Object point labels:
....................

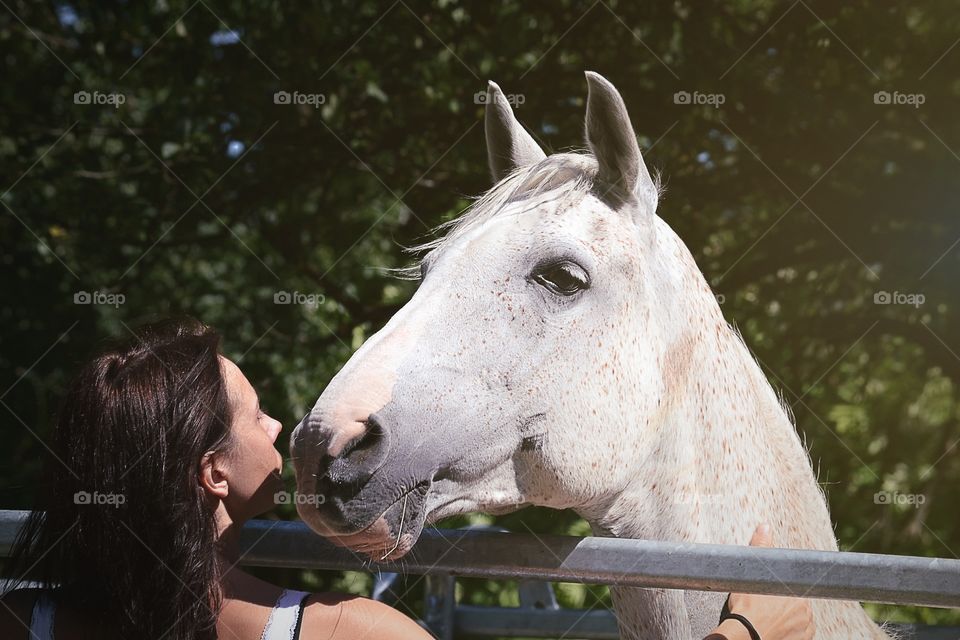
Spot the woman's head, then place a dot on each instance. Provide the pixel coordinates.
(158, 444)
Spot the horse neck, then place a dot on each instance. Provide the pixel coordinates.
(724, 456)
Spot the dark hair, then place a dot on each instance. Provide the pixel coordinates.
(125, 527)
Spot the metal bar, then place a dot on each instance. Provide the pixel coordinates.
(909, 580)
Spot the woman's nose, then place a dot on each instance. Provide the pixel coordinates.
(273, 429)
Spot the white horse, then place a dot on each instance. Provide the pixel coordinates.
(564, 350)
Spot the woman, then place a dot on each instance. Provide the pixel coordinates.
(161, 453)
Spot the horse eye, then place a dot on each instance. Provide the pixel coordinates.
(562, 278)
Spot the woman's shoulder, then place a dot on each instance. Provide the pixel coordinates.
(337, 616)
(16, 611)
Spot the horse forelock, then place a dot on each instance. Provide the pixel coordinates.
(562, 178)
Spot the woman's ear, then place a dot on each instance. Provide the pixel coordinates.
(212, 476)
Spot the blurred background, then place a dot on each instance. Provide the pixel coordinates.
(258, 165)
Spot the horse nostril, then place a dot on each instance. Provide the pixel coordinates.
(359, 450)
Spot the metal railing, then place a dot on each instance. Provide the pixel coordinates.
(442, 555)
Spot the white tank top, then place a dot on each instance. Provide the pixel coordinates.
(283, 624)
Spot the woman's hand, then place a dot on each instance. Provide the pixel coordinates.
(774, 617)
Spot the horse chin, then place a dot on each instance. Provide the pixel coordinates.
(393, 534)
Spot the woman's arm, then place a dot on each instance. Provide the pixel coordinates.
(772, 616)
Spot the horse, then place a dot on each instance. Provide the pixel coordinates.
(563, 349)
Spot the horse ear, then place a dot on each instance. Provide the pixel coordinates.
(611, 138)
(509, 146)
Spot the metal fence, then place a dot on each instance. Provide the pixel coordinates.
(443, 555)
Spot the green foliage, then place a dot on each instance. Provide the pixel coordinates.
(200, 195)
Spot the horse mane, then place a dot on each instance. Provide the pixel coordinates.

....................

DO THIS:
Make an exact reproduction of the listing above, without any pictures.

FINAL RESULT:
Spot the woman's head, then place a dot on each instance. Provide the pixel coordinates.
(158, 444)
Spot the horse neck, then place a dot on each instance. Provide the pixel coordinates.
(724, 456)
Spot the dark hair, then place a dot on each instance. Provide the pixel coordinates.
(125, 527)
Spot the metal bar, then place a dot on each instance. Provide the pixel coordinates.
(909, 580)
Spot the woman's nose, then place a dot on each instance. Provide the pixel coordinates.
(273, 429)
Spot the white horse, then place a dot on each instance. Provide the pixel coordinates.
(564, 350)
Spot the woman, then place a dot on each instance. Provide the pixel coordinates.
(161, 453)
Spot the horse eye, then place a dot on each instance. Provide the pixel coordinates.
(562, 278)
Spot the woman's shoulder, then place a dot on each instance. Provide the pixel coordinates.
(337, 616)
(16, 611)
Spot the horse forelock, then place a dot on each instance. Provide the pixel coordinates.
(562, 178)
Spot the woman's ear, then place a dot on each instance. Provide the pixel coordinates.
(212, 476)
Spot the blurred background, then place a dot on each instance. Provide the pixel coordinates.
(258, 165)
Spot the horse nostril, then place a dot on each instance. Provide the pixel coordinates.
(359, 450)
Spot the metal railing, then place a dot on each instance. Provide the pixel coordinates.
(442, 555)
Spot the white tank top, then place a dot on each instance. Provide the pixel coordinates.
(283, 624)
Spot the woman's hand, then place a dot on each instance. Provide the pixel coordinates.
(774, 617)
Spot the horse chin, then place a dot on each instance. Provide the pixel coordinates.
(393, 534)
Spot the woman's arm, then place a dot on each instance. Provide the pixel coordinates.
(772, 616)
Spot the horse, then place a dot on each instance. Provide the pixel coordinates.
(563, 349)
Spot the horse ear, then place a dot on each instance. Provide the pixel coordinates.
(611, 138)
(509, 146)
Spot the metal fence, then place a dot on each instance. Provide the pixel coordinates.
(443, 555)
Spot the green foliage, then place a dot on each instance. Provide the pixel coordinates.
(200, 195)
Spot the horse mane, then place a dot on each instance. Provide the pixel coordinates.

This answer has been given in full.